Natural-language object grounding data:

-*-*-

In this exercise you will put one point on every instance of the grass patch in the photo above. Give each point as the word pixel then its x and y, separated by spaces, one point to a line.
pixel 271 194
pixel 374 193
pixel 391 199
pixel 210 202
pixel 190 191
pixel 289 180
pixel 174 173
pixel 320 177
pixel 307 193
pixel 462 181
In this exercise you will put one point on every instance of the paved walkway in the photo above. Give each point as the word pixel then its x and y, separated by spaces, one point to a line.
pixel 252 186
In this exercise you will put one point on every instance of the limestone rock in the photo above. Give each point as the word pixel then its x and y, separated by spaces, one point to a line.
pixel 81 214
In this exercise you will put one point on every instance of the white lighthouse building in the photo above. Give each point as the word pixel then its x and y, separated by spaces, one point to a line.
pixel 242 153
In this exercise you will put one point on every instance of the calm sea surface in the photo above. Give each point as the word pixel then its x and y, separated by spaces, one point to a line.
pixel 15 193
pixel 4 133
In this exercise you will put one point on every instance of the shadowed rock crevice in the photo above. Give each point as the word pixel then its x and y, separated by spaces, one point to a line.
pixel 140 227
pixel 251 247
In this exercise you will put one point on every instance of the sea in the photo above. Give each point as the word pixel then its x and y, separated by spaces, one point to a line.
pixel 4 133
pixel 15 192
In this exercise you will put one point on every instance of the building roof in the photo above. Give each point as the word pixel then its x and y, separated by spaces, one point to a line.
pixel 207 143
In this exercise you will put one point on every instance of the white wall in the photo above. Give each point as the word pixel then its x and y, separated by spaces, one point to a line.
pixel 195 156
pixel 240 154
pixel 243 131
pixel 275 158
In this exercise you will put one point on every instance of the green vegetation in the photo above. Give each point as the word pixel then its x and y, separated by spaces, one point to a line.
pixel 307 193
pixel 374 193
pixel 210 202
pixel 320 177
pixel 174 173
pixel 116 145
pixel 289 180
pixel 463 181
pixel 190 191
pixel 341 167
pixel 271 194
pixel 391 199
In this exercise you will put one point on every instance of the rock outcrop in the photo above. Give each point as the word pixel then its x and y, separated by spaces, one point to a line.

-*-*-

■ **How to complete this task**: Copy out each entry precisely. Leave nothing out.

■ **Finished task**:
In this exercise you will put one point on every instance of the grass patch in the photo above. Give each point as the word pixel then its x and y, separated by spaces, one point to a line.
pixel 271 194
pixel 374 193
pixel 391 199
pixel 210 202
pixel 190 191
pixel 289 180
pixel 174 173
pixel 320 177
pixel 307 193
pixel 462 181
In this exercise you will put one point on every instance of the paved walkway in the photo above. Give each point as the word pixel then its x and y, separated by spaces, one point to a line.
pixel 252 186
In this exercise you will put one point on every instance of the limestone rock in the photo above. Give each point as the word pixel then its x and y, separated by spaces, one point to a line.
pixel 81 214
In this exercise you will put one point on every instance of the white lighthouse building in the photo above. Give each point as the word pixel then its x and y, separated by spaces, one point to a line.
pixel 242 153
In this exercise you will put one point on every instance of the calm sea surface in the photo above. Give each point as the word pixel then its x and y, separated by spaces, one point to a line.
pixel 15 193
pixel 4 133
In this exercise you will put one point on every instance of the shadowed rock crevice in the photo above. Give each point as the word pixel then its x and y, separated by spaces, one point to a line.
pixel 140 227
pixel 251 247
In this exercise you will put one point on every instance of the sea in the photo above. Give each point as the word pixel then its x and y, separated by spaces, one point to a line.
pixel 4 133
pixel 15 192
In this exercise you will put one point on every instance of the building roof in the photo above. Give each point as the word pixel then its x and y, separated by spaces, one point to a line.
pixel 207 143
In this exercise you will put one point on every instance of the white wall in the photo above. Give each point as the word pixel then its x and y, separated by spaces, one point to a line.
pixel 195 156
pixel 240 154
pixel 243 131
pixel 275 158
In this exercise you will put one point on every instance of the green vegetation in the photo above. Give each point as the word pixel then its x and y, separated by spaces, one point to a line.
pixel 307 193
pixel 374 193
pixel 210 202
pixel 320 177
pixel 174 173
pixel 116 145
pixel 289 180
pixel 463 181
pixel 190 191
pixel 341 167
pixel 271 194
pixel 391 199
In this exercise you will put one point on every instance of the rock outcrop in the photo above. Give each point as the word pixel then its x and y, separated by spaces, one point to a line.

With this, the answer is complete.